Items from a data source
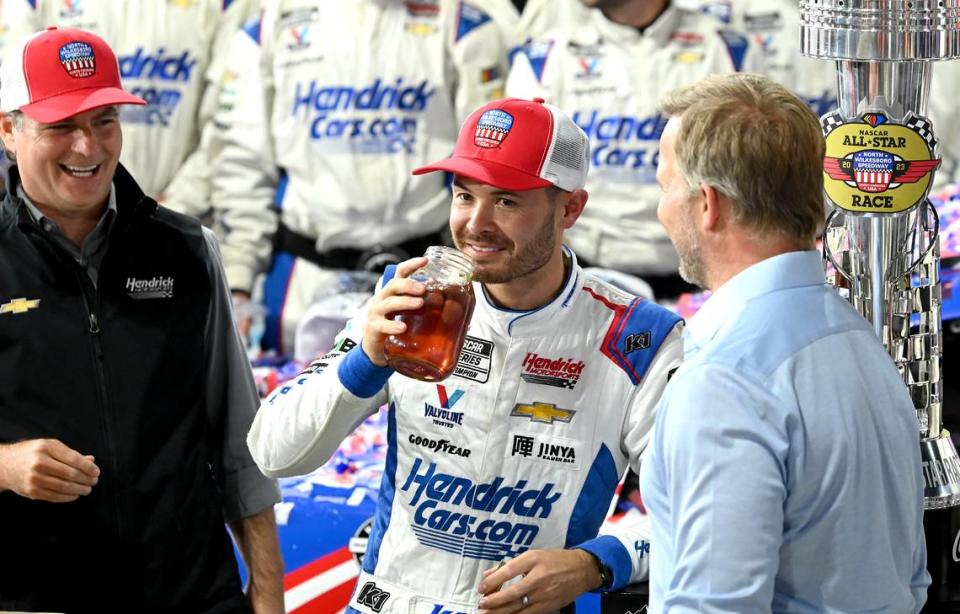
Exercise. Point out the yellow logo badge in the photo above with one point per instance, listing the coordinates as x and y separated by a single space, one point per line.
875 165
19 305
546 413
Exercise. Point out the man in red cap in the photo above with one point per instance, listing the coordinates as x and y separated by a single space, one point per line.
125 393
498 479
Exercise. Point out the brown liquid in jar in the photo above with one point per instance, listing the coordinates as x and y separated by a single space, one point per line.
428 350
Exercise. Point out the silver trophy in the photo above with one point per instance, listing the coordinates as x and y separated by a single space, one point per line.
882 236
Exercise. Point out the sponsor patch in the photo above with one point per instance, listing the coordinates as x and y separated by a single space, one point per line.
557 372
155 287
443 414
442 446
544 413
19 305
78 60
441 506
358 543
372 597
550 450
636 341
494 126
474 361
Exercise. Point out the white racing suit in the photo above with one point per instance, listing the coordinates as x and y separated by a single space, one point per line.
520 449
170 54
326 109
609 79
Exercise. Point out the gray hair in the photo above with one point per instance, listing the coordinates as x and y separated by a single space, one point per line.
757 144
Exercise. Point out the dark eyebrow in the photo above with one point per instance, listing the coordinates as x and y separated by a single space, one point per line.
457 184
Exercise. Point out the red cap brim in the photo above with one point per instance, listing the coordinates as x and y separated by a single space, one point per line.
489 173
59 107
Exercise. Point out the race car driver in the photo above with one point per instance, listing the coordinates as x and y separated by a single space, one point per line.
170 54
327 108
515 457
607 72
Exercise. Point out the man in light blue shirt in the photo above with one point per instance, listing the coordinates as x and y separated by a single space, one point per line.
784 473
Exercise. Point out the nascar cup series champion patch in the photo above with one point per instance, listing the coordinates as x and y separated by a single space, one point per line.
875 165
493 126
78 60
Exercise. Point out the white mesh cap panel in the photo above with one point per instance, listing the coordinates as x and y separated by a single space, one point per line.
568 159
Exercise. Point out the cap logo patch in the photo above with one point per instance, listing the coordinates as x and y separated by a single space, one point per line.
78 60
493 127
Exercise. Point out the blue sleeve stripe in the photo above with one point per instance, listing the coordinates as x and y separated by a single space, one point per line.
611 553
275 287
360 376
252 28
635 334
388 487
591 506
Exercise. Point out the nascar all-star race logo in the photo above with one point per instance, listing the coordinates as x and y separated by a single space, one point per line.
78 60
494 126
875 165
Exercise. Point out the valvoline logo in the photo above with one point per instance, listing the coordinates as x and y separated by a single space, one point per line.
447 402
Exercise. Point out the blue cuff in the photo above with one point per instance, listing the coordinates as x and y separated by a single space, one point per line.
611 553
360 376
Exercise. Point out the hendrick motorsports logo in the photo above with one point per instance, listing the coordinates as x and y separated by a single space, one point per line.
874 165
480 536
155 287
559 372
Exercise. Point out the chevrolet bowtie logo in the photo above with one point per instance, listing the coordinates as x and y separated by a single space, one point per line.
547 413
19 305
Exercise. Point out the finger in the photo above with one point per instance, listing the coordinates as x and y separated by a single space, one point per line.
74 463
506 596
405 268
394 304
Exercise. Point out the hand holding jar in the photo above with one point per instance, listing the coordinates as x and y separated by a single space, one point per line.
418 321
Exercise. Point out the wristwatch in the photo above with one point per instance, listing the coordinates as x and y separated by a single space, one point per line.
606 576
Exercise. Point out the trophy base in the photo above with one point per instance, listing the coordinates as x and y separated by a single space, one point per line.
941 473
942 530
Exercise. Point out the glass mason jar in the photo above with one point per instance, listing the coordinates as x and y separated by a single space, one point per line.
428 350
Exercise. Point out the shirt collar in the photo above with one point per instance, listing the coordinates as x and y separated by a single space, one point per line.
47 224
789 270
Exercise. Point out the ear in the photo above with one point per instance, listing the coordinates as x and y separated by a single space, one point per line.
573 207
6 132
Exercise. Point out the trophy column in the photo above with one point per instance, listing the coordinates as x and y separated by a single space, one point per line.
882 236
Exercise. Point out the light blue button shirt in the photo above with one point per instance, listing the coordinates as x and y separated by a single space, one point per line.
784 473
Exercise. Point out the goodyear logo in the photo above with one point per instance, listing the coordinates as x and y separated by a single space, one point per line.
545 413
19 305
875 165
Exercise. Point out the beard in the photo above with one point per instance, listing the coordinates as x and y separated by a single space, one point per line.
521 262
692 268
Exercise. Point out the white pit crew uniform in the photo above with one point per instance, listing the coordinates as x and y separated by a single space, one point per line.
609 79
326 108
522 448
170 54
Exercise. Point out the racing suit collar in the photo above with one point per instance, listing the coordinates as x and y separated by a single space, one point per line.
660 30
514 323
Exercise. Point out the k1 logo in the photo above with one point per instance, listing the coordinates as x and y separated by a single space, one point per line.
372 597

--

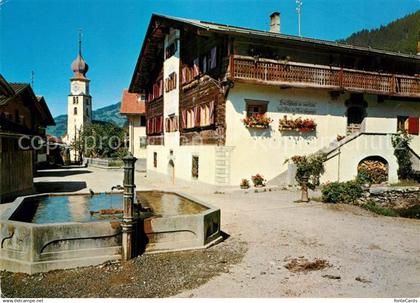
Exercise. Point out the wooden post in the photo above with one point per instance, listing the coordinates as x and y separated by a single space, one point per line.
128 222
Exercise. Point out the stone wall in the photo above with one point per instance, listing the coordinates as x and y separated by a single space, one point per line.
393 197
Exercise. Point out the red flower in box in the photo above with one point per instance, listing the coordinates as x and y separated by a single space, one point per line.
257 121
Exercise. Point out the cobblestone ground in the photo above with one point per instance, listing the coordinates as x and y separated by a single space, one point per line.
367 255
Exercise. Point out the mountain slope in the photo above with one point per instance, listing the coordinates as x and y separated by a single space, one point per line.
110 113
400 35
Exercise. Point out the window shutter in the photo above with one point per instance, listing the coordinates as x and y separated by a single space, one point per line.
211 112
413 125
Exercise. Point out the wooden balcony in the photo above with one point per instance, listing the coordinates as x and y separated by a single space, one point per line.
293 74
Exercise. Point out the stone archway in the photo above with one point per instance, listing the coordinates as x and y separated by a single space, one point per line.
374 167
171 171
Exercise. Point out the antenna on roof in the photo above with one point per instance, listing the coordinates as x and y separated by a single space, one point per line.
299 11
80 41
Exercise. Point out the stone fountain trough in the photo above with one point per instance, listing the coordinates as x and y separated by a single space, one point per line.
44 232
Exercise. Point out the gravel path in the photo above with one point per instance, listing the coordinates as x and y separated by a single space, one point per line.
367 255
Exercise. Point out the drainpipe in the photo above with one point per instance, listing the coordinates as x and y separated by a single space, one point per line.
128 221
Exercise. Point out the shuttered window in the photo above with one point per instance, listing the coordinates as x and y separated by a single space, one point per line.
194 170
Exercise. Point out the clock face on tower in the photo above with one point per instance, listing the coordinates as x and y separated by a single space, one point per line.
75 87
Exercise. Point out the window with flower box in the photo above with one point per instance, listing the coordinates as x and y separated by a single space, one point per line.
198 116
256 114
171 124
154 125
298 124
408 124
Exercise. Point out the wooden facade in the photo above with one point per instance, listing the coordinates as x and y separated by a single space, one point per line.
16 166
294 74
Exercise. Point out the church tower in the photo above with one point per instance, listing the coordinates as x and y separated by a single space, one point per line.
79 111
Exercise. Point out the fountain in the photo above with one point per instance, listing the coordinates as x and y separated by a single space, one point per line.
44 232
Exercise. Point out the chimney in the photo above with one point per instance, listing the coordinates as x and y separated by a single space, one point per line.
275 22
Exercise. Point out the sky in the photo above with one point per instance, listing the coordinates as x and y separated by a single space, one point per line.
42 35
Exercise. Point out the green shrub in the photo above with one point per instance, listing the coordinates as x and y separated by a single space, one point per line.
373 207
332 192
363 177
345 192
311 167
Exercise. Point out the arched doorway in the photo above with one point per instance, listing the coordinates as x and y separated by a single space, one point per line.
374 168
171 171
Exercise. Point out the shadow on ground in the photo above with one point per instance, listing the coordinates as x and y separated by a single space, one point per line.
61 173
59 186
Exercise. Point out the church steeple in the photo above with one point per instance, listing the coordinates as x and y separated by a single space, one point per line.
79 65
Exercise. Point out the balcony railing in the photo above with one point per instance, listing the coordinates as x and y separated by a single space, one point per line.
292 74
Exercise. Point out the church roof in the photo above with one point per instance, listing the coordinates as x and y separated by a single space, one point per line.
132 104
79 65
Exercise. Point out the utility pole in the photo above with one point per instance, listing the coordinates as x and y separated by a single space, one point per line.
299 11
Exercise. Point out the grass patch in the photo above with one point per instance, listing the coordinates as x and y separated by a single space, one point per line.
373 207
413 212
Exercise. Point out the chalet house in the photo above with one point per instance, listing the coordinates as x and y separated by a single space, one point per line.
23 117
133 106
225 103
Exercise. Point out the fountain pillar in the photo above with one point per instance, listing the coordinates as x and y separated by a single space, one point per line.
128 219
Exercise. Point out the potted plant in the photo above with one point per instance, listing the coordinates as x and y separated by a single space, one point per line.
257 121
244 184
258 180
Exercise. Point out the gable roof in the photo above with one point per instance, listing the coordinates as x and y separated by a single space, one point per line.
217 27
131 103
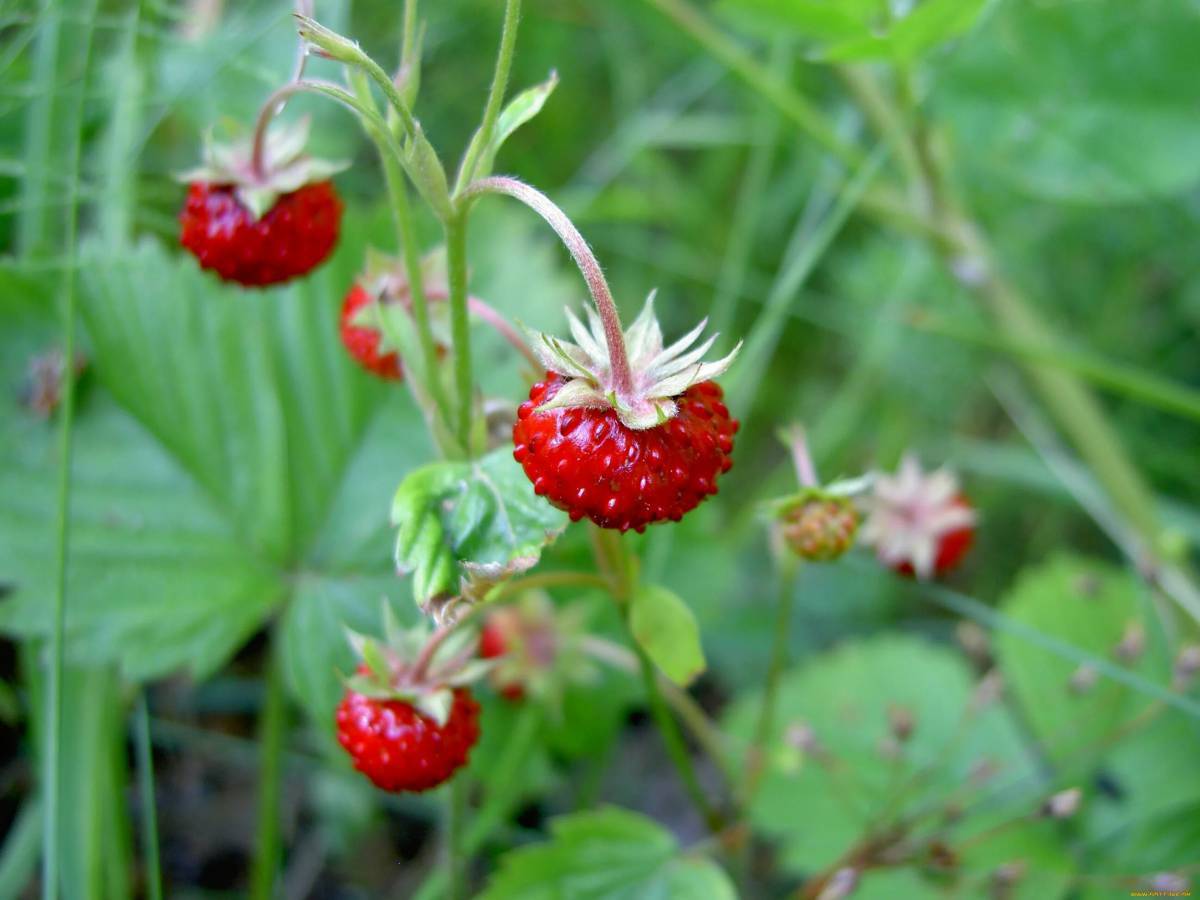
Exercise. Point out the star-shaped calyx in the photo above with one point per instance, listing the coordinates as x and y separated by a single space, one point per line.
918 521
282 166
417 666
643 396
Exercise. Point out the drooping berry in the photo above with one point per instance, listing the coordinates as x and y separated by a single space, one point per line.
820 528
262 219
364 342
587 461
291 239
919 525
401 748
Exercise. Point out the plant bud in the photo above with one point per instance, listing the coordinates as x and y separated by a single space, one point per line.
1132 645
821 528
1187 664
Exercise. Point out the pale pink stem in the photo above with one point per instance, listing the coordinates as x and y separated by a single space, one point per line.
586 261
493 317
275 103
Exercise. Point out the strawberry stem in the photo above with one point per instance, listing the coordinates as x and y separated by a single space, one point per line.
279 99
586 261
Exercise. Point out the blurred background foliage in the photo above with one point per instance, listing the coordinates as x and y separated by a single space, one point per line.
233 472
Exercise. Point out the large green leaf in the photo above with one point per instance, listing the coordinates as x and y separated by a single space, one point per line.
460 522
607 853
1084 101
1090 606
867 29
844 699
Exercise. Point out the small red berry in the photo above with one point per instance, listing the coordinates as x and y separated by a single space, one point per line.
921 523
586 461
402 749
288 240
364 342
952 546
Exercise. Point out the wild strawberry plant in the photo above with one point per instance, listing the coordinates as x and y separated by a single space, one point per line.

▶ [Work to be completed]
Could you return exactly the lines above from the line with "Exercise. Point out the large" to the line with "Exercise. Point out the wild", both included, and nothing else?

▶ [Response to this exercise]
Exercise. Point out the large green leaf in the photo above with one point per instance, listing the coordinates as x and y separated by a single space, one point per line.
460 522
607 853
1084 101
1090 606
867 29
844 699
Exercise. Point out the small red berry in the photo above with one point per instance, listing the coordinates as x and y separated by a single space, one point per line.
921 523
586 461
402 749
288 240
364 342
952 546
Exercise. Point out the wild strawberry plant in the photo above with one point per instance, listing the coordinates as x and y separated by a single space, one point per line.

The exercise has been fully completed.